**Task to complete**
Please output the section of the listing below that opens with the line containing "Provide the location of each instance of the man's hair" and closes with the line containing "Provide the location of each instance of the stream", exactly and with nothing else.
· · · · ·
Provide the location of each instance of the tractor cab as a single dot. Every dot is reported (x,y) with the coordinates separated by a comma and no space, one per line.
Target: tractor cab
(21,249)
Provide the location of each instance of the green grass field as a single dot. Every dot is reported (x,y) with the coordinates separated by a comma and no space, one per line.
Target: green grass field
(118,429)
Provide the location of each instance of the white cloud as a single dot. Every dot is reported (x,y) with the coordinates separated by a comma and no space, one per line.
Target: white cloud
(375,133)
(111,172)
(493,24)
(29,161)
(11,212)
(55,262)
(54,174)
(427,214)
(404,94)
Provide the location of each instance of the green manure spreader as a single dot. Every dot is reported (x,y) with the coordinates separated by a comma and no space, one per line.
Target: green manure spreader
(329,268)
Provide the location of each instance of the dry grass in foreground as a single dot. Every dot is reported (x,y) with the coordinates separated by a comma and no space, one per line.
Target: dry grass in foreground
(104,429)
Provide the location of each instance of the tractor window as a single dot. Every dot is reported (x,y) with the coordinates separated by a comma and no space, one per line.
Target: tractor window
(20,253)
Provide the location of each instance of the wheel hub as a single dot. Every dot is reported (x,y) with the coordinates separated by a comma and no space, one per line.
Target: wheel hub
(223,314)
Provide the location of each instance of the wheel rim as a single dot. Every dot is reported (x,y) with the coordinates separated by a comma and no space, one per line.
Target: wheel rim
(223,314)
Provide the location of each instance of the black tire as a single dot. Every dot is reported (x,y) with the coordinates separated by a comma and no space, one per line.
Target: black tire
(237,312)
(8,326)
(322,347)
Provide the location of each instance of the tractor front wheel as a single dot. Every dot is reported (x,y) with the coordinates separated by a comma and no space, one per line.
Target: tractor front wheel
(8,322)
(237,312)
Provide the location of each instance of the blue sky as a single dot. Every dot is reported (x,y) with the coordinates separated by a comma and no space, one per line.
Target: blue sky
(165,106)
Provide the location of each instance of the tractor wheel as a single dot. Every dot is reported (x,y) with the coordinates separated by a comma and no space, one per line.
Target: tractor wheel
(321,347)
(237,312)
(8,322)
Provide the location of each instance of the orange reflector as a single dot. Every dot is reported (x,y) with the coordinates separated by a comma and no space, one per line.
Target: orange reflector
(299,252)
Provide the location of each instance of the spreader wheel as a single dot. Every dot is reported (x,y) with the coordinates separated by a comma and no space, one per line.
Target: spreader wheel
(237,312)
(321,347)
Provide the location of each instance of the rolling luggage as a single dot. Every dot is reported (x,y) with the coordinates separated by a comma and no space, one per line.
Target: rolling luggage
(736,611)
· · · · ·
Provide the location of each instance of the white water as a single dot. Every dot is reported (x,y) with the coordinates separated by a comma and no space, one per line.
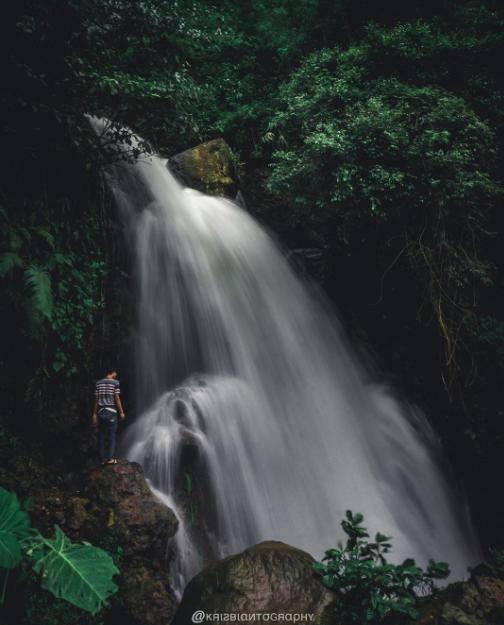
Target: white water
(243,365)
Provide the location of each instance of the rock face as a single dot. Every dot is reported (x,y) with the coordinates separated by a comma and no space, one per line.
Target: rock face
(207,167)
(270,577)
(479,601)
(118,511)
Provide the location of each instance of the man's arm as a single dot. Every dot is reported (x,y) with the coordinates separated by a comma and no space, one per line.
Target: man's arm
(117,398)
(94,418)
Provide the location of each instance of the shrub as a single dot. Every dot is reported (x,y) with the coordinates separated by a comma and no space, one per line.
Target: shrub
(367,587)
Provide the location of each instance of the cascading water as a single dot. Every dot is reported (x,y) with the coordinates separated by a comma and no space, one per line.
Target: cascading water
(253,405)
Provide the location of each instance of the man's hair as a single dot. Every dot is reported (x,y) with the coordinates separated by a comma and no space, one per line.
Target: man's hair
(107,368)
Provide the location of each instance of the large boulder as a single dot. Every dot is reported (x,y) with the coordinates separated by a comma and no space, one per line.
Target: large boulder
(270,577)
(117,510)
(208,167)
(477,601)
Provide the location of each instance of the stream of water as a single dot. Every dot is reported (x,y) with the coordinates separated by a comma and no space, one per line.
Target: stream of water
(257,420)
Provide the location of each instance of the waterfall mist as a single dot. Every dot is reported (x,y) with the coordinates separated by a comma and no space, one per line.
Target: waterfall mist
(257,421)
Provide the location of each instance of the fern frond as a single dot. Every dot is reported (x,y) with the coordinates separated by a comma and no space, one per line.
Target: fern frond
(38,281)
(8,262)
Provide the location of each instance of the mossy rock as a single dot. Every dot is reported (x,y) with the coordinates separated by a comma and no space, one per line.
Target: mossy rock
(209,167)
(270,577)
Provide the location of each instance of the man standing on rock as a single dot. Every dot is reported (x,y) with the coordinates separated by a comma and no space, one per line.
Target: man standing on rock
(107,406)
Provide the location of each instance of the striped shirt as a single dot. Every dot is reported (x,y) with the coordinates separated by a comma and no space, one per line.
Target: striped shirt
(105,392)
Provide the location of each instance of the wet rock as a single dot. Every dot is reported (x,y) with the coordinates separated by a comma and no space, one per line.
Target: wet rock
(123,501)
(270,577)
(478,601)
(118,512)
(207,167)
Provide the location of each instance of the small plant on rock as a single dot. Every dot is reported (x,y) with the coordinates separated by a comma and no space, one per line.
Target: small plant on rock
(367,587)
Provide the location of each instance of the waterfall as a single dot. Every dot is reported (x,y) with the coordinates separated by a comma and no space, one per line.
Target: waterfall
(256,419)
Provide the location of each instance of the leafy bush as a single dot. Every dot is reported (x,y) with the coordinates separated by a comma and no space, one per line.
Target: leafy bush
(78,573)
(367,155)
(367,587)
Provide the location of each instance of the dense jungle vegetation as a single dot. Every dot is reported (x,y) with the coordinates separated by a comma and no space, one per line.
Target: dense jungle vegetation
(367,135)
· · · · ·
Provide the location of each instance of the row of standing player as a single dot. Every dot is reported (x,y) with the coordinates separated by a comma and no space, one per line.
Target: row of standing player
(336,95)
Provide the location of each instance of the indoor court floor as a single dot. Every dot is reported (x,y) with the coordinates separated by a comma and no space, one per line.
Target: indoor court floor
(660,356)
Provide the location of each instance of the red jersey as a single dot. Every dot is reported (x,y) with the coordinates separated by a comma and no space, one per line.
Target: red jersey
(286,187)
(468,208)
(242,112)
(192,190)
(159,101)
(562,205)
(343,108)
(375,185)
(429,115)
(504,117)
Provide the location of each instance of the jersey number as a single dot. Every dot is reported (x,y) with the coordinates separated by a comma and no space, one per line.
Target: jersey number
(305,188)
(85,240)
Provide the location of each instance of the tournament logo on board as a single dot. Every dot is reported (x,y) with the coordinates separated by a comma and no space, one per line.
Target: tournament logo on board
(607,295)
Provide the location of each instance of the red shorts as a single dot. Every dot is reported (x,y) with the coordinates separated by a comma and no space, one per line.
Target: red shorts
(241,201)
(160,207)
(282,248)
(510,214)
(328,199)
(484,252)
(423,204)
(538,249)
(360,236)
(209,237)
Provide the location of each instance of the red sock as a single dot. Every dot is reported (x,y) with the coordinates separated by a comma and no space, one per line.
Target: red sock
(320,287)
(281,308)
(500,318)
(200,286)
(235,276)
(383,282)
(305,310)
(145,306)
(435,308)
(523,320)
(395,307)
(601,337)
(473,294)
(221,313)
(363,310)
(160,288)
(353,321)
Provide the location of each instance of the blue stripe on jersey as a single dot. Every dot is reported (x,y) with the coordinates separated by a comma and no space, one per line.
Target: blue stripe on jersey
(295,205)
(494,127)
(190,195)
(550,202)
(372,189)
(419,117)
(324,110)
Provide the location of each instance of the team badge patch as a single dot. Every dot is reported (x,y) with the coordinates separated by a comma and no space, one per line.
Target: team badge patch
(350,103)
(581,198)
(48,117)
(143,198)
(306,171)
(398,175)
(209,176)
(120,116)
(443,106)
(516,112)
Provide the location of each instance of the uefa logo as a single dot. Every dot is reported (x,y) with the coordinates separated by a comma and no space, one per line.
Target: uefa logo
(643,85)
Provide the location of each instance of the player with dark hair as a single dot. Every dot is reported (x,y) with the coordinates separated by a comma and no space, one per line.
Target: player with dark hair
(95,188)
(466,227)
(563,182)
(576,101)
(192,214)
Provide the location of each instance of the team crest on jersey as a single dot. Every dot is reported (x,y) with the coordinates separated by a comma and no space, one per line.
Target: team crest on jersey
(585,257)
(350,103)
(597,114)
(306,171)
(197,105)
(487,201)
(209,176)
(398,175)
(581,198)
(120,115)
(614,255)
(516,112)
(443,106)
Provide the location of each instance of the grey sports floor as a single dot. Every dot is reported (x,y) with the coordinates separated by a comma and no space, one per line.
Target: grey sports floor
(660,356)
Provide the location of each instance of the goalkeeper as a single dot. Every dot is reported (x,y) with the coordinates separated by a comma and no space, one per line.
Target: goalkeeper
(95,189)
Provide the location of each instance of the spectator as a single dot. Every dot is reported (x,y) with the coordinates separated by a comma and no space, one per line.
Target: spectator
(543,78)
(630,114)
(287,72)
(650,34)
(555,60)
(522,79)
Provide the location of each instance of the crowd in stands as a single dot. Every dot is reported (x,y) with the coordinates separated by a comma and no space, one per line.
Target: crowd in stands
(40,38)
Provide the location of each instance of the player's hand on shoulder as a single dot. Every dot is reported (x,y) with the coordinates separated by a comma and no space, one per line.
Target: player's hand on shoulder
· · · · ·
**Written response**
Provide the location of each instance of the man's hair as a single dot. Every dot is reported (x,y) with the coordinates separated by a comma and no space, one per line.
Target: man's hair
(107,368)
Provide the location of each instance of the large boulder as a single dot. Every dot is reported (x,y) with the coordinates separated by a comma and no space, one per line.
Target: large boulder
(270,577)
(117,510)
(208,167)
(477,601)
Provide the location of each instance of the stream of water as a single dot. Every dot is reported (x,y) with the coordinates separated by a comma and no space, one per line.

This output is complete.